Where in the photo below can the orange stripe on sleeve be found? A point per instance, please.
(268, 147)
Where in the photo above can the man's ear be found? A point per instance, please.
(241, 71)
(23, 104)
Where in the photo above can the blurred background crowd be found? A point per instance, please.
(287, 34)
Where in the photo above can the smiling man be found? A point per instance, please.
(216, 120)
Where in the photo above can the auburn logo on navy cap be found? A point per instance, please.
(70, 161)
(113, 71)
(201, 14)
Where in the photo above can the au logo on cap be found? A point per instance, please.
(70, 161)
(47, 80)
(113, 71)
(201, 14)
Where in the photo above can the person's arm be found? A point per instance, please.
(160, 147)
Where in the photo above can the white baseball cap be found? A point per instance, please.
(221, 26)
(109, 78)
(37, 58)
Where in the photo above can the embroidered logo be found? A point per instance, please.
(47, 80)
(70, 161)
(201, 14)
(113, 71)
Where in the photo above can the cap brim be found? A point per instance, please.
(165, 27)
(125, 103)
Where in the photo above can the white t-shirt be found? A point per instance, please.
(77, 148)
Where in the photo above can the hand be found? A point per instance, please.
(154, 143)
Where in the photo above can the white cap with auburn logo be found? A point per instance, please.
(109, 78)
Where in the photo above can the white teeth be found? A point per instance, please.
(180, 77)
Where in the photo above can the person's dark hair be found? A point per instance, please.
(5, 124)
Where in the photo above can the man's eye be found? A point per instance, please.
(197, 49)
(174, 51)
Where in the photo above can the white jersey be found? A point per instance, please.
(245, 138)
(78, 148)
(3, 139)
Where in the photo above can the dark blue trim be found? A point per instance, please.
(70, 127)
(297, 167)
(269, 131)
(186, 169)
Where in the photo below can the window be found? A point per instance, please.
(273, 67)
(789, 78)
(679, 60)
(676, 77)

_ _ _

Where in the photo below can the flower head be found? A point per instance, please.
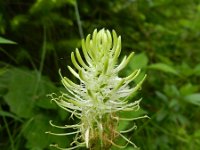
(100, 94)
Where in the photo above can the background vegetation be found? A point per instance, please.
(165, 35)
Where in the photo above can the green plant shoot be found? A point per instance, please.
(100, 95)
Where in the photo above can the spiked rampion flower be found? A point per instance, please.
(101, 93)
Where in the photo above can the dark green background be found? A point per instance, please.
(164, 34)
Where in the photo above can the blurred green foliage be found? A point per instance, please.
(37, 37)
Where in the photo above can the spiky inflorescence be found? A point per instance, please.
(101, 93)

_ _ _

* [Task description] Please list every line above that contains the word "flower", treating uppercase and lowercase letters as different.

* [Exercise output]
Where in the photo below can the flower head be found? A point per instance, please.
Where in the photo above can the spiked rampion flower be found? A point per instance, please.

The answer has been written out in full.